| Selected passage |

※

A Guide to Recommended Screenings for Women
It’s no secret that women are often more focused on caring for their families or their careers than they are in making their own health a priority. Furthermore, there is a common misconception that women’s health mostly relates to childbirth and gynecology. The truth is that women have a wide variety of unique health needs during each decade of their life.
Here is a guide to recommended screenings for women during key life stages:
A young woman should have her first gynecologist appointment between the ages of 13 and 15. During her teen years, a gynecological exam will typically include a medical history talk. This is a great opportunity for teenage patients to learn more about caring for their bodies. These exams also include a basic physical and breast exam. An external examination of the genitalia will also be performed in order to check for any swelling, sores, or other issues. An internal examination is usually only necessary if other problems have been discovered. Pap smears are not necessary until the age of 21. STD testing is not necessary unless the gynecologist has reason to believe the patient is or has been sexually active.
20s and 30s
Women between 20 and 30 years of age can use their Body Mass Index (BMI), a simple calculation of body weight in relation to height, to determine whether or not their weight is within a normal, healthy range. Starting at 20 years of age, women should begin getting cholesterol screenings every five years. Women should also have their first Pap test and pelvic exam between 18 and 21 years of age, and subsequently every three years after their initial checkup. Women with a strong family history of ovarian cancer should also begin screenings for ovarian cancer during this time in their lives.

※

| Tasks to perform |
**A)** In the guide to women's screenings, rewrite everything from "20s and 30s" down to "in their lives.", changing "Pap test" to "Pap smear".
**B)** Answer yes or no for each statement about the women's screenings guide, and quote the words from the guide that settle it: (i) A young woman's first gynecologist appointment should be between the ages of 13 and 15. (ii) Starting at age 20, women should get cholesterol screenings every three years. (iii) An internal examination is a standard part of every teen gynecological exam.
**C)** Continue the guide to women's screenings from its last sentence.

| The data |
※

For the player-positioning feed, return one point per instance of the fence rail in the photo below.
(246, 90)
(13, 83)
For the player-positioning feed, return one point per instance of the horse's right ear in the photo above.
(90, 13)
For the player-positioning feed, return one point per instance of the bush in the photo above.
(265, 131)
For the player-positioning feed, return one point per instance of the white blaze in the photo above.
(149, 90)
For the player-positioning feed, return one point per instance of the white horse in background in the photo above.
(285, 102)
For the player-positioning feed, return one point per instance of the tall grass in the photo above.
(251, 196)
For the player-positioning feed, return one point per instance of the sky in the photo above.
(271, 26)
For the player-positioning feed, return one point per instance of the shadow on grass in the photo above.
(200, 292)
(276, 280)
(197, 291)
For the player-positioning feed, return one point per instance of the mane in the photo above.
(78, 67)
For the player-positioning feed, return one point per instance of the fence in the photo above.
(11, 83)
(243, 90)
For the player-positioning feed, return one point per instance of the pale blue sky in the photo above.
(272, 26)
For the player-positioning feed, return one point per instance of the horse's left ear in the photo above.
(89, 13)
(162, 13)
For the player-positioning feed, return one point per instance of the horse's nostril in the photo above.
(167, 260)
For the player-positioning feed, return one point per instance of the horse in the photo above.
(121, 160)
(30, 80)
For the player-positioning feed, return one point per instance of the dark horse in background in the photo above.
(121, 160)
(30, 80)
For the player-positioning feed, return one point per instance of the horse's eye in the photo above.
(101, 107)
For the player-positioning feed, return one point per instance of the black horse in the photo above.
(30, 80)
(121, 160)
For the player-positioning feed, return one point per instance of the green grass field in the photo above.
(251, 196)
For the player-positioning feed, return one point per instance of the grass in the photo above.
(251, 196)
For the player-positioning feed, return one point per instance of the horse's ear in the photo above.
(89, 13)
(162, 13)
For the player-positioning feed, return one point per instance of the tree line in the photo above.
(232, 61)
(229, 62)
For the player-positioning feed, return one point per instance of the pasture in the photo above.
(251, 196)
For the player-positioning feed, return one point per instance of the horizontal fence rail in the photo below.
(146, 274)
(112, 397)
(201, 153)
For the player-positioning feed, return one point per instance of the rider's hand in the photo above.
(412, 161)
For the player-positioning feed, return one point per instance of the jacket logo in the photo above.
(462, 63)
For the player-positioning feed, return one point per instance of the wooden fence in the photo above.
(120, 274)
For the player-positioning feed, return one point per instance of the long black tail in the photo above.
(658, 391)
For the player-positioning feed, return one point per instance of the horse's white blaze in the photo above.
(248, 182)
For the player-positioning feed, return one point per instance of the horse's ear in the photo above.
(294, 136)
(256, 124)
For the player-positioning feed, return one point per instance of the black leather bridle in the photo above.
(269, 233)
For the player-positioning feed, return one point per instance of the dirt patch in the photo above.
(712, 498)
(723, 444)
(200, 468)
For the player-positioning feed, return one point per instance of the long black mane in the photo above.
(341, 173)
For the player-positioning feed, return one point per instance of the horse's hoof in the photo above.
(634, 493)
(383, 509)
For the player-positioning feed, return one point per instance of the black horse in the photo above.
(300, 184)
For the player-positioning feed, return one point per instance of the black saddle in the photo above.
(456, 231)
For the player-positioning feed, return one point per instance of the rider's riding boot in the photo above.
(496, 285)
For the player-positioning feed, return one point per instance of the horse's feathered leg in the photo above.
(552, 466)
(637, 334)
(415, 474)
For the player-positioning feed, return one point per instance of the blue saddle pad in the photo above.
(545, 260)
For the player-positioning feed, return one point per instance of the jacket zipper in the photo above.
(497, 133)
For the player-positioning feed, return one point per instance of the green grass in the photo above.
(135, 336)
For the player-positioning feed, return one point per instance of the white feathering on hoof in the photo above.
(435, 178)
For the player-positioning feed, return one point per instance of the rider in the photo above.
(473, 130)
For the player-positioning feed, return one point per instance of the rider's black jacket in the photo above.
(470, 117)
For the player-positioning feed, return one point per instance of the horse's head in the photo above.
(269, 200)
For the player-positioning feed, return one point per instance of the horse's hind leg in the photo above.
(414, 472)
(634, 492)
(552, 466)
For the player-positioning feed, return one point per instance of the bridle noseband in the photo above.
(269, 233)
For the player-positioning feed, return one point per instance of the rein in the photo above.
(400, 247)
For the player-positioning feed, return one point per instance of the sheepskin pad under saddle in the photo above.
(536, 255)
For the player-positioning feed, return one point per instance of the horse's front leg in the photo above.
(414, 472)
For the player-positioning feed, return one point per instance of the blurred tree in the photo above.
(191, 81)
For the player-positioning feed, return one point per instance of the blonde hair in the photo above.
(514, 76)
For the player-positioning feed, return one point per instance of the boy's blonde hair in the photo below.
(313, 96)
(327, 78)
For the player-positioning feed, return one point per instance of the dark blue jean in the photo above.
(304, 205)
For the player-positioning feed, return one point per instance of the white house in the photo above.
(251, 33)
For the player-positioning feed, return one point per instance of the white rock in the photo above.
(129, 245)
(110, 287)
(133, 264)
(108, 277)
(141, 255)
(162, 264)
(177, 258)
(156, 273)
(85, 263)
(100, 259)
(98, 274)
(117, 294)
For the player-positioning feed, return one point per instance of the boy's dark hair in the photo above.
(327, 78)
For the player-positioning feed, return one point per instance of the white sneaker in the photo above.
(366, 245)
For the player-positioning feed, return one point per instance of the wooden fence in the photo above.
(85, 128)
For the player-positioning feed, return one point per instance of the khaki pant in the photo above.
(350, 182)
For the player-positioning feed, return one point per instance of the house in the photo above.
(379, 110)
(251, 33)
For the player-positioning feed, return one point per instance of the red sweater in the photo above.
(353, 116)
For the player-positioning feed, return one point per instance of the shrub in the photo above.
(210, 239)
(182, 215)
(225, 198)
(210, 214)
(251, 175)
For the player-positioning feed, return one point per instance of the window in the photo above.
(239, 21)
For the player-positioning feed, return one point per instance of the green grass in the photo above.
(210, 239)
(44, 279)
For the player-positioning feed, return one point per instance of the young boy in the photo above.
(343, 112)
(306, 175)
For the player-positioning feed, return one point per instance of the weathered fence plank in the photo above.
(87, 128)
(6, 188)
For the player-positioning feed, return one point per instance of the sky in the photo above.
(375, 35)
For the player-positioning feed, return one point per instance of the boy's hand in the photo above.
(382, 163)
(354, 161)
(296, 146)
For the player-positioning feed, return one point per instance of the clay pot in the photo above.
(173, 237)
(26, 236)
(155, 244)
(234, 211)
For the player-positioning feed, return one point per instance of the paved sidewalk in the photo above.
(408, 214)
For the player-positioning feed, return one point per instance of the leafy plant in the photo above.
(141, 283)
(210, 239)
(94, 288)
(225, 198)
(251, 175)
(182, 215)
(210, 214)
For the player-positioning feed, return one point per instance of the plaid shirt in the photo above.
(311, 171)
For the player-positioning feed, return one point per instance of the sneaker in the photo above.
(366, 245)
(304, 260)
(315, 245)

※

| Answers to the exercises |
**A)**
20s and 30s
Women between 20 and 30 years of age can use their Body Mass Index (BMI), a simple calculation of body weight in relation to height, to determine whether or not their weight is within a normal, healthy range. Starting at 20 years of age, women should begin getting cholesterol screenings every five years. Women should also have their first Pap smear and pelvic exam between 18 and 21 years of age, and subsequently every three years after their initial checkup. Women with a strong family history of ovarian cancer should also begin screenings for ovarian cancer during this time in their lives.

**B)**
(i) Yes: "A young woman should have her first gynecologist appointment between the ages of 13 and 15."
(ii) No: "Starting at 20 years of age, women should begin getting cholesterol screenings every five years."
(iii) No: "An internal examination is usually only necessary if other problems have been discovered."

**C)**
As women age, so do the number of recommended screenings. Women between 40 and 64 years of age should have their blood pressure checked every two years. After age 45, it’s important to have a blood glucose screening. This may be recommended earlier if women have risk factors for diabetes, such as obesity, family history, high blood pressure and inactive lifestyles. Starting at 40 years of age, women should also begin having breast exams and mammograms every one to two years for the prevention and early detection of breast cancer.
50s and 60s
After 50 years of age, women experience an increased likelihood of some health conditions so a few more screenings are recommended. In addition to the exams and screenings conducted in their 40s, women beginning their 50s should be screened for colon cancer. A physician should recommend the frequency of colon cancer screenings, which are based on risk factors, including family and personal medical history and lifestyle–related factors. All women, especially those older than 50 years of age, should notify their physicians of any skin changes, which could be indicative of skin cancer. For women age 65 years and older, bone density screenings for the prevention and/or early detection of osteoporosis becomes extremely important. These screenings may be recommended sooner than age 65 years if a woman possesses applicable risk factors.
This information is provided by Arizona Associates for Women’s Health as general information only. Please note, this information should not substitute a medical checkup or consultation with a physician.